REQUIREMENTS
(A) Summarize the passage below on the Sonnenberg flowstones in two sentences.
(B) Answer these questions from the passage below on the Sonnenberg flowstones:
(i) Between what values does the electric conductivity of the groundwater vary?
(ii) About how far east of Stollenquelle is the Kortsch site?
(iii) How much of the top of LAS 6 was left out of the study?
(C) Reproduce the passage below on the Sonnenberg flowstones between "Aragonite is present" and "flowstone (Fig. S1).", inclusive.

The study area is comprised of paragneiss, orthogneiss and schists that are heavily fractured as a result of deep-seated gravitational mass movements along the Sonnenberg (Ostermann et al., 2016). These fractures provide pathways for groundwater flow. Due to pronounced water–rock interaction dominated by pyrite oxidation and the presence of large internal mineral surfaces created by the mass movements, these waters are highly mineralized. Their electric conductivity varies between 730 and 2300 µS cm−1 and they are characterized by elevated molar Mg ∕ Ca ratios between 0.3 and 3.3. Due to evaporation and concomitant CO2 degassing groundwater reaches supersaturation on the south-facing Sonnenberg slope, where springs are supersaturated with respect to calcite and (except for one spring) aragonite. Speleothems form as calcite and aragonite flowstones in the shallow subsurface and calcitic freshwater tufa deposits are present on the surface (Spötl et al., 2002; Koltai et al., 2017).
2.2 Speleothem samples
Eight vein-filling flowstones (Fig. S1 in the Supplement) were obtained from three different fractures (Fig. 1). It must be emphasized that the samples were found in the debris next to the fractures and their exact position within the fractures is unknown. LAS 1, LAS 2 and LAS 21 were collected at Törgltal (TR; 46.631∘ N, 10.680∘ E), while LAS 6, LAS 34 and LAS 72 are from Stollenquelle (SQ; 46.630∘ N, 10.683∘ E). These two sites are less than 1 km apart. The third site, Kortsch (KO; 46.635∘ N, 10.763∘ E), is situated approximately 6 km east of SQ. Two samples (LAS 10 and 19) were collected there.
Aragonite is present near the top of samples LAS 2, LAS 6 and LAS 21. Thus, the uppermost 12, 15 and 6 mm of LAS 2, LAS 6 and LAS 21 respectively were not included in this study. As LAS 10 grew between 9.26±0.10 and 10.22±0.06 ka according to the depth–age model, the present study focuses only on the lower 21.4 mm of this flowstone (Fig. S1).

RAW DATA
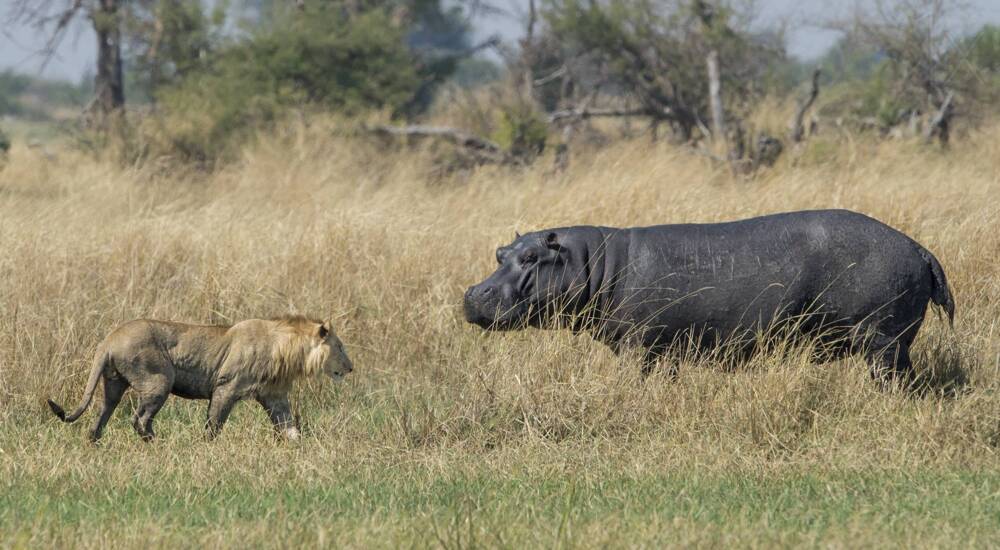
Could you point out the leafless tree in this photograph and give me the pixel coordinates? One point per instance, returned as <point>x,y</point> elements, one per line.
<point>54,18</point>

THE RESPONSES
(A) In the fractured gneisses and schists of the Sonnenberg study area, groundwater becomes highly mineralized and reaches supersaturation on the south-facing slope, forming calcite and aragonite flowstones underground and calcitic tufa on the surface. Eight vein-filling flowstones were collected from debris next to three fractures at Törgltal, Stollenquelle and Kortsch, and the study left out the aragonite-bearing tops of three samples and all but the lower 21.4 mm of LAS 10.

(B)
(i) Between 730 and 2300 µS cm−1.
(ii) About 6 km.
(iii) The uppermost 15 mm.

(C)
Aragonite is present near the top of samples LAS 2, LAS 6 and LAS 21. Thus, the uppermost 12, 15 and 6 mm of LAS 2, LAS 6 and LAS 21 respectively were not included in this study. As LAS 10 grew between 9.26±0.10 and 10.22±0.06 ka according to the depth–age model, the present study focuses only on the lower 21.4 mm of this flowstone (Fig. S1).